Ex: Suppose we want to update the “Male” value in the sex column to “M”.

In [74]:
penguins.loc[penguins.sex=="Male", "sex"] = "M"

In [75]:
penguins.sex.unique()

array(['M', 'Female', nan], dtype=object)

## `SettingWithCopyWarning`

Suppose we wanted to update Female to F, this is an example that we might try but won't work


In [76]:
# select rows and columns with two selection brackets [][] (chained indexing), instead of loc[]
# then trying to update the values
penguins[penguins.sex=='Female']['sex'] = 'F'

A value is trying to be set on a copy of a slice from a DataFrame.
Try using .loc[row_indexer,col_indexer] = value instead

See the caveats in the documentation: https://pandas.pydata.org/pandas-docs/stable/user_guide/indexing.html#returning-a-view-versus-a-copy
  penguins[penguins.sex=='Female']['sex'] = 'F'


When we select the data we want to update using chained indexing ([][]) instead of loc[] we get a SettingWithCopyWarning. Wit this warning, pandas is trying to alert us to a potential bug. In this case that we did not update our data frame:

In [77]:
# no values were updated
penguins.sex.unique()

array(['M', 'Female', nan], dtype=object)

To see what is going on we need to understand that some pandas operations return a view to your data, while others return a copy of your data.

- **Views** are actual subsets of the original data, when we update them, we are modifying the original data frame.

- **Copies** are unique objects, independent of our original data frames. When we update a copy we are not modifying the original data frame.

Depending on what we are trying to do we might want to modify the original data frame or we might want to modify a copy.

## Another `SettingWithCopyWarning`
Another common situation where SettingWithCopyWarning comes up is when we try to update a subset of a data frame we have already stored in a new variable.

Example

Suppose we only want to use data from Biscoe island and, after doing some analyses, we want to add a new column to it:

In [78]:
# select penguins from Biscoe island
biscoe = penguins[penguins.island=='Biscoe']

# ... Imagine 50 lines of code here...

▶ RECORD EXCERPTS:
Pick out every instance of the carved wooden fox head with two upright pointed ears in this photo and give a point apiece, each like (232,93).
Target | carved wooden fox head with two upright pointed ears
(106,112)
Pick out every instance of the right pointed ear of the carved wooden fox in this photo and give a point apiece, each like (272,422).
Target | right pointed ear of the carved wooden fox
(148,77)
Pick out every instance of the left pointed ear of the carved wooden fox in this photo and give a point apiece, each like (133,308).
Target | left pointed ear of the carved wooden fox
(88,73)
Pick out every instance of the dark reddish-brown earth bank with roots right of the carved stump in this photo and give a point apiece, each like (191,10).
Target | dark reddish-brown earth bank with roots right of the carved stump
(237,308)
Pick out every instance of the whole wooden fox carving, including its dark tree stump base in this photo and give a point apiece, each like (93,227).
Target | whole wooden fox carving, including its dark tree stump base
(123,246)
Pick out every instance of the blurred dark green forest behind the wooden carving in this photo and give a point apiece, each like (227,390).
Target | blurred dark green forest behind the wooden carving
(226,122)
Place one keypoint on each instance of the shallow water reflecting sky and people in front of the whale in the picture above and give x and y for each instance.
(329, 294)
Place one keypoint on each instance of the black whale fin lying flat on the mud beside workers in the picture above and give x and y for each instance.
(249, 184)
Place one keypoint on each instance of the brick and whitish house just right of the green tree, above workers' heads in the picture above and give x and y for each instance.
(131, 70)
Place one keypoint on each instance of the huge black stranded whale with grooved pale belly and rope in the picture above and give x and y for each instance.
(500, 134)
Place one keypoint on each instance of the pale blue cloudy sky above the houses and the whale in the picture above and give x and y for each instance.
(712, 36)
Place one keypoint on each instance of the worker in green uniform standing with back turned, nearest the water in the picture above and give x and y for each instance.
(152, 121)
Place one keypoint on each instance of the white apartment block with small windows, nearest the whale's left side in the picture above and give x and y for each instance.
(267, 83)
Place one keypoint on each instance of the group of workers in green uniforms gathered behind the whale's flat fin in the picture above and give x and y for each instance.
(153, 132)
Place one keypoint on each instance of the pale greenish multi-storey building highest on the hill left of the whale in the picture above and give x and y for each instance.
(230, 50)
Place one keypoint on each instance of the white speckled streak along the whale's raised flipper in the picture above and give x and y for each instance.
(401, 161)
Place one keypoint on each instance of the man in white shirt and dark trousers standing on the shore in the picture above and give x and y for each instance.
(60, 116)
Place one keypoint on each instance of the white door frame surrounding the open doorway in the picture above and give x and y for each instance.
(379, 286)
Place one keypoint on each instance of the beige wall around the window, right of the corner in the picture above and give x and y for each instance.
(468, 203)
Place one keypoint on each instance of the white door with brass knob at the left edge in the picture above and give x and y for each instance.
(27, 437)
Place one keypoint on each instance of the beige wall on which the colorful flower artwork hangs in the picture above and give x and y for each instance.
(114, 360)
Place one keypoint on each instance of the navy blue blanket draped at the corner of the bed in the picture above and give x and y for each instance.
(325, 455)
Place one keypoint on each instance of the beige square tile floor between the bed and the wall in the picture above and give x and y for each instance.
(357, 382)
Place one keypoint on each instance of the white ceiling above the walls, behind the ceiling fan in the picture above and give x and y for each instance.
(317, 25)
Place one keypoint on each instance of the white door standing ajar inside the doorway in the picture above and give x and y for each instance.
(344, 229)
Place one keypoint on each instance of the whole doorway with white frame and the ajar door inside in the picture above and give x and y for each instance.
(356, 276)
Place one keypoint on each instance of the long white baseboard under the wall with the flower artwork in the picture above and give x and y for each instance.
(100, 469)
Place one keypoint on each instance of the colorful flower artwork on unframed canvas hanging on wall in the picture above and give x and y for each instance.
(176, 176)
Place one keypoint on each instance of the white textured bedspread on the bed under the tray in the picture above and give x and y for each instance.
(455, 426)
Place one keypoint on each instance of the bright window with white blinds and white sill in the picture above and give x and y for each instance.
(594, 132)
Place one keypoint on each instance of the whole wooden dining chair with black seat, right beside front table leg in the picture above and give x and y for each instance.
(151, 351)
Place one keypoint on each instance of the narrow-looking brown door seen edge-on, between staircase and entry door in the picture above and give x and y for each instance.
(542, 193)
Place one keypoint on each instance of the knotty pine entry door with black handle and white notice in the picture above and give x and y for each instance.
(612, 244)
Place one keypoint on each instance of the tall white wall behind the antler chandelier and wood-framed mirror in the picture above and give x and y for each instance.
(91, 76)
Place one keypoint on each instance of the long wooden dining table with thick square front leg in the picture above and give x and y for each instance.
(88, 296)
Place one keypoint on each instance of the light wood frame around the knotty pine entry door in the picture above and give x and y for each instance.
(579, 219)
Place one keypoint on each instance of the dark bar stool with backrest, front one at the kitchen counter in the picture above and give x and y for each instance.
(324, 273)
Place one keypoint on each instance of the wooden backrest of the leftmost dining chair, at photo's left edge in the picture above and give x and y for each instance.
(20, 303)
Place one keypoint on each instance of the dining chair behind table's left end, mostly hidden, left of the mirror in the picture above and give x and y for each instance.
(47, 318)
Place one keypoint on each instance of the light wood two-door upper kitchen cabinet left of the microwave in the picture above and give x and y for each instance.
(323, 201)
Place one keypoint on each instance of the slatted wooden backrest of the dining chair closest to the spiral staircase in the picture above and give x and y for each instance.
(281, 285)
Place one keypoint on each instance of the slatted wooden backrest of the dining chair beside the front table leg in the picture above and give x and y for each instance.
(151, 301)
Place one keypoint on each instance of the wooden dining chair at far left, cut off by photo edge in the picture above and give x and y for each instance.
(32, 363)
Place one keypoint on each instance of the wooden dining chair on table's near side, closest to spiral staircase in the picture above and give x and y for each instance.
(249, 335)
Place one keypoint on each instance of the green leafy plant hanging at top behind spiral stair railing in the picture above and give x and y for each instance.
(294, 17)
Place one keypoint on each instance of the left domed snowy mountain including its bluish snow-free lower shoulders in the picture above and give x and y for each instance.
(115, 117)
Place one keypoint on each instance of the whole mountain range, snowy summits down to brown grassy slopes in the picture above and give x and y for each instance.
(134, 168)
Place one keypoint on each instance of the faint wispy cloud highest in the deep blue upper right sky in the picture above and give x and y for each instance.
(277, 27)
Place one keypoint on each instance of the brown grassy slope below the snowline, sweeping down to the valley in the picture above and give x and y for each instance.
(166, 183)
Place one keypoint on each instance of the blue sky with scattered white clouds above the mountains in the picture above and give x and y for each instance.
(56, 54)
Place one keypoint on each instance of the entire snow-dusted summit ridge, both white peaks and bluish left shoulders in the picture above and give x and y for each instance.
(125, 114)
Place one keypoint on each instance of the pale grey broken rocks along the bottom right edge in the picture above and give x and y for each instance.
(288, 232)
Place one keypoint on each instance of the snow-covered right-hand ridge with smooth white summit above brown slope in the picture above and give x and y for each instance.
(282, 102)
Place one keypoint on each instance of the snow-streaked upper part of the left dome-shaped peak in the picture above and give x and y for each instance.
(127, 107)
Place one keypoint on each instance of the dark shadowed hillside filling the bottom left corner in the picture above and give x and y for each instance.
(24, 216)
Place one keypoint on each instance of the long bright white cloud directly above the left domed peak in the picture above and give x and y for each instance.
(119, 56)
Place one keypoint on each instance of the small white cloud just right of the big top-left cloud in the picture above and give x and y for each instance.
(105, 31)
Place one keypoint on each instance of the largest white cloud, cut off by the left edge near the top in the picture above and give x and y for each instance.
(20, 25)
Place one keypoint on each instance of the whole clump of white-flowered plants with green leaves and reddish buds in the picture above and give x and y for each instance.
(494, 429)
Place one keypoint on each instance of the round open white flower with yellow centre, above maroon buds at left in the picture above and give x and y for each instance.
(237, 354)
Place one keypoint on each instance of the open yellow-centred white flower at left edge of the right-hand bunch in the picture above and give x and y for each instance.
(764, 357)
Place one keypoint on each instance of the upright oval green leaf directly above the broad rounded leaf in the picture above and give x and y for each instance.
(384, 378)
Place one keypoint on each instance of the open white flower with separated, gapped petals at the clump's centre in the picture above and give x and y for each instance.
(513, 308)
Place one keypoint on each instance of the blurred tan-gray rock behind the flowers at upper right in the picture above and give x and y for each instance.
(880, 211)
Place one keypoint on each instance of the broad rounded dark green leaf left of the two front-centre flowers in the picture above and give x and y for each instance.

▶ EXERCISE:
Continue the pandas tutorial on SettingWithCopyWarning from the point where it stops.

▶ RESPONSE:
# add a column, we get a warning
biscoe['sample_col'] = 100

A value is trying to be set on a copy of a slice from a DataFrame.
Try using .loc[row_indexer,col_indexer] = value instead

See the caveats in the documentation: https://pandas.pydata.org/pandas-docs/stable/user_guide/indexing.html#returning-a-view-versus-a-copy
  biscoe['sample_col'] = 100


It might not seem like it, but we have a chained assignment here too. We essentialy wrote:

`penguins[penguins.island=='Biscoe']['sample_col'] = 100`

To fix this we can take **control of the copy-view situation and explicitely ask for a copy of the dataset when subsetting the data**. Use the copy() method to do this:

In [79]:
# make sure you get a new data frame with penguins from Biscoe island
# I want this to be a copy!
biscoe = penguins[penguins.island=='Biscoe'].copy()

# add a column, no warning
biscoe['sample_col'] = 100

In [80]:
biscoe.head()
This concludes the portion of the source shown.